• WHAT THE TASK REQUIRES: Only the lines from the one containing "Shelf-audit task: drop a dot on every instance of the dog's" through the end of the data below should be copied, each exactly as written and with both ends kept.

-- Start THE RECORDS --

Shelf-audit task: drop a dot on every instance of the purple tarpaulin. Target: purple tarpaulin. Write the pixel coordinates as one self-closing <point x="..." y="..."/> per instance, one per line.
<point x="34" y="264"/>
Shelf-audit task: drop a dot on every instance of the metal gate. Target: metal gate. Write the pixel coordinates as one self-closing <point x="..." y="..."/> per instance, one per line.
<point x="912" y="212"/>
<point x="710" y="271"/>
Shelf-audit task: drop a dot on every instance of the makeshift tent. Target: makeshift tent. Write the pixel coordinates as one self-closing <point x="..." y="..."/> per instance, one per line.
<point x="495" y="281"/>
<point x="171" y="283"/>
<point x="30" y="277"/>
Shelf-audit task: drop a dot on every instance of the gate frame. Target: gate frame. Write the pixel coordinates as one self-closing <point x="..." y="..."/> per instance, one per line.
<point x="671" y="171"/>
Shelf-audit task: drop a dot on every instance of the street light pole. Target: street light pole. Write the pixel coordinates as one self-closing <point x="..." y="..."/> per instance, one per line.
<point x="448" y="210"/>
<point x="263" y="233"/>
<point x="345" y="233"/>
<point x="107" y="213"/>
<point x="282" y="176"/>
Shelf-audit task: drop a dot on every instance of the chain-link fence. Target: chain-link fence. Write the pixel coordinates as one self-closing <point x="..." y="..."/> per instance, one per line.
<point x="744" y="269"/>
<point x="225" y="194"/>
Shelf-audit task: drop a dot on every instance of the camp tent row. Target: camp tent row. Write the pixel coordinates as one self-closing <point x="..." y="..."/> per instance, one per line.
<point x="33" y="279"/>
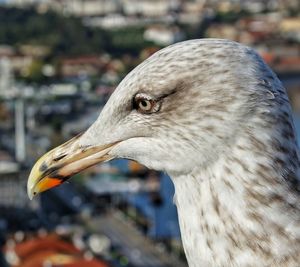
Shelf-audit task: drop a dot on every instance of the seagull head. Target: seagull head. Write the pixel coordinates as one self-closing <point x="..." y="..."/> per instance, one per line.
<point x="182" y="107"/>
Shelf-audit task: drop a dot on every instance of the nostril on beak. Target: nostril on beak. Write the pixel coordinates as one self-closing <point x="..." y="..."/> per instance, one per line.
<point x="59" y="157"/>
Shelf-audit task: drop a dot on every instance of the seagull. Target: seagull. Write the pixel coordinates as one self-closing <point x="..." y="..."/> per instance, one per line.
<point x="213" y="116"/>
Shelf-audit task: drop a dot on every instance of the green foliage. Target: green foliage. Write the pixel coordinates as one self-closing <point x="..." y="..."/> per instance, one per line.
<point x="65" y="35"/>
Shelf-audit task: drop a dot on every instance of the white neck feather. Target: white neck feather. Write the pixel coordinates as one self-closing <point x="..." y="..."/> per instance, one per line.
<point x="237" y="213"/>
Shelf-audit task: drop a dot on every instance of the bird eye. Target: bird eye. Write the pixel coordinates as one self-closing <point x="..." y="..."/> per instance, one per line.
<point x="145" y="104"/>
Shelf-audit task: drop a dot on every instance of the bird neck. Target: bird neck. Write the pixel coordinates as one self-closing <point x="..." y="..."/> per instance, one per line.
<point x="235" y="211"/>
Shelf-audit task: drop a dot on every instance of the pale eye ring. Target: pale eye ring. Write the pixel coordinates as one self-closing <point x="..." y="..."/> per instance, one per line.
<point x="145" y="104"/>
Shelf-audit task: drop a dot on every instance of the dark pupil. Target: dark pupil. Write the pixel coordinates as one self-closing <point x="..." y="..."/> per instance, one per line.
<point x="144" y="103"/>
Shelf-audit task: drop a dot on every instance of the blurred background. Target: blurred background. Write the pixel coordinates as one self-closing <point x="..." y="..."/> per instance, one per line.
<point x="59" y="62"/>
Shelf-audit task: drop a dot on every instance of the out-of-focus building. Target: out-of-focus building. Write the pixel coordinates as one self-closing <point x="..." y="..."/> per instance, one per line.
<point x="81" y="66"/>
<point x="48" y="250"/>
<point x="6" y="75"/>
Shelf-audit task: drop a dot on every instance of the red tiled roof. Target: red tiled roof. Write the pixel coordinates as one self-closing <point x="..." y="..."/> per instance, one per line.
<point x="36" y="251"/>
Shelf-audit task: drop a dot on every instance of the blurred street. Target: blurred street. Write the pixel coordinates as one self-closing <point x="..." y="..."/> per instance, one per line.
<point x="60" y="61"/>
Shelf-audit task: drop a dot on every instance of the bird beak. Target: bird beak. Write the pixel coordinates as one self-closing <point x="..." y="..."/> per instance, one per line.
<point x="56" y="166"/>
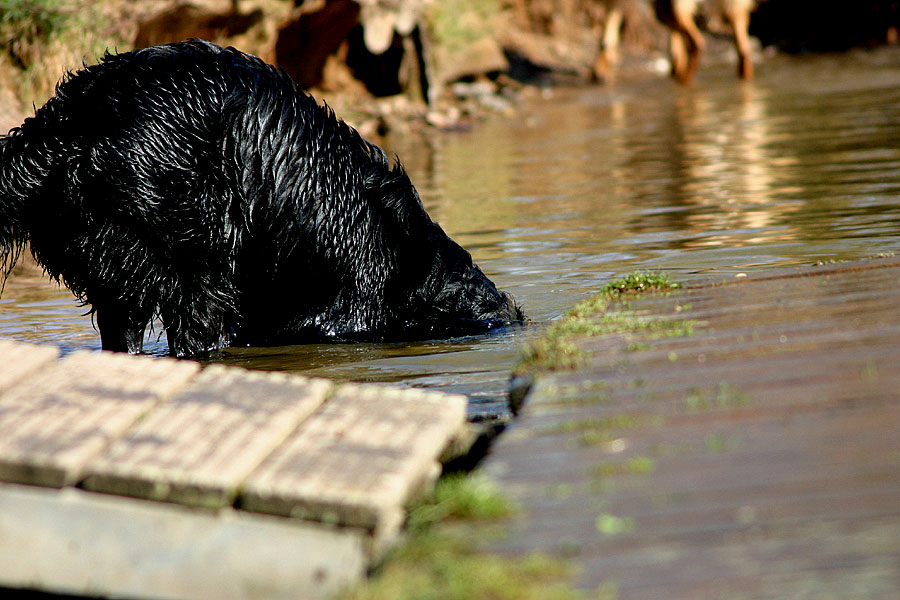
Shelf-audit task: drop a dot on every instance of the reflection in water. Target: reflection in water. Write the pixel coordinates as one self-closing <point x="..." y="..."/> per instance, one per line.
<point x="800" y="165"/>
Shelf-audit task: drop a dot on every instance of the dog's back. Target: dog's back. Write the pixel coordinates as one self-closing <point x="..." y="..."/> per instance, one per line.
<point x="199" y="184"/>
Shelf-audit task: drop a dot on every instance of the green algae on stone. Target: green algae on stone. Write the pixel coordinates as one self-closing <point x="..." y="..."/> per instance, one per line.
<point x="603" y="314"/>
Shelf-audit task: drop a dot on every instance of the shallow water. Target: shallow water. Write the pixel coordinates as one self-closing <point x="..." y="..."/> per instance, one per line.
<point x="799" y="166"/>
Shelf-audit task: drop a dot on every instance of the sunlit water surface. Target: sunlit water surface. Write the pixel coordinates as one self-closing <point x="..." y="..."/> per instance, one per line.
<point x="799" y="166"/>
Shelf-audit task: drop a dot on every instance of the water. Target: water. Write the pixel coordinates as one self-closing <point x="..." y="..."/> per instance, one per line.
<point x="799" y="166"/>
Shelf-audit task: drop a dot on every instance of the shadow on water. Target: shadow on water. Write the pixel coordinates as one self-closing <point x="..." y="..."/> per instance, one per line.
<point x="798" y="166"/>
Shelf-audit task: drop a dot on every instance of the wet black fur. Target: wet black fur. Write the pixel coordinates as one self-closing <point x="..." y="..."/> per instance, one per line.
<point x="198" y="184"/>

-- End THE RECORDS --

• OUTPUT FOR THIS TASK:
Shelf-audit task: drop a dot on every instance of the dog's back. Target: dog's back. Write the pixel coordinates as one self-closing <point x="..." y="..."/> per instance, one per line.
<point x="199" y="184"/>
Shelf-audit task: drop a dot on every instance of the green algae on stone. Target: green algae on stone. Write the pixel coordinates as one self-closing <point x="..." y="..."/> per instance, one per line.
<point x="603" y="314"/>
Shelf-audit task: drop a dot on every instance of the shallow water. Target: shallow water. Write the pixel coordinates as one self-closing <point x="..." y="..."/> per instance, one per line.
<point x="799" y="166"/>
Shelf-audit task: drop a dot on every instance of the sunlit water surface. Target: sunlit water surface. Write the pixel coordinates as one self-closing <point x="..." y="..."/> per instance, one per line.
<point x="799" y="166"/>
Shelf-audit task: drop a dot on every instance of the water. Target: water. Write the pixel coordinates as one self-closing <point x="..." y="..."/> per instance, one per line.
<point x="799" y="166"/>
Shelf-audit task: drop a dot on every instance of the shadow on water. Target: shadow on water. Write the pixel coordinates as one self-closing <point x="..." y="..."/> per instance, one per line.
<point x="798" y="166"/>
Shelf-audit task: drop a dot on every instance of the wet black fur. Target: wet black fur. Write the pixel coordinates as one self-closing <point x="..." y="..."/> per instance, one per line.
<point x="198" y="184"/>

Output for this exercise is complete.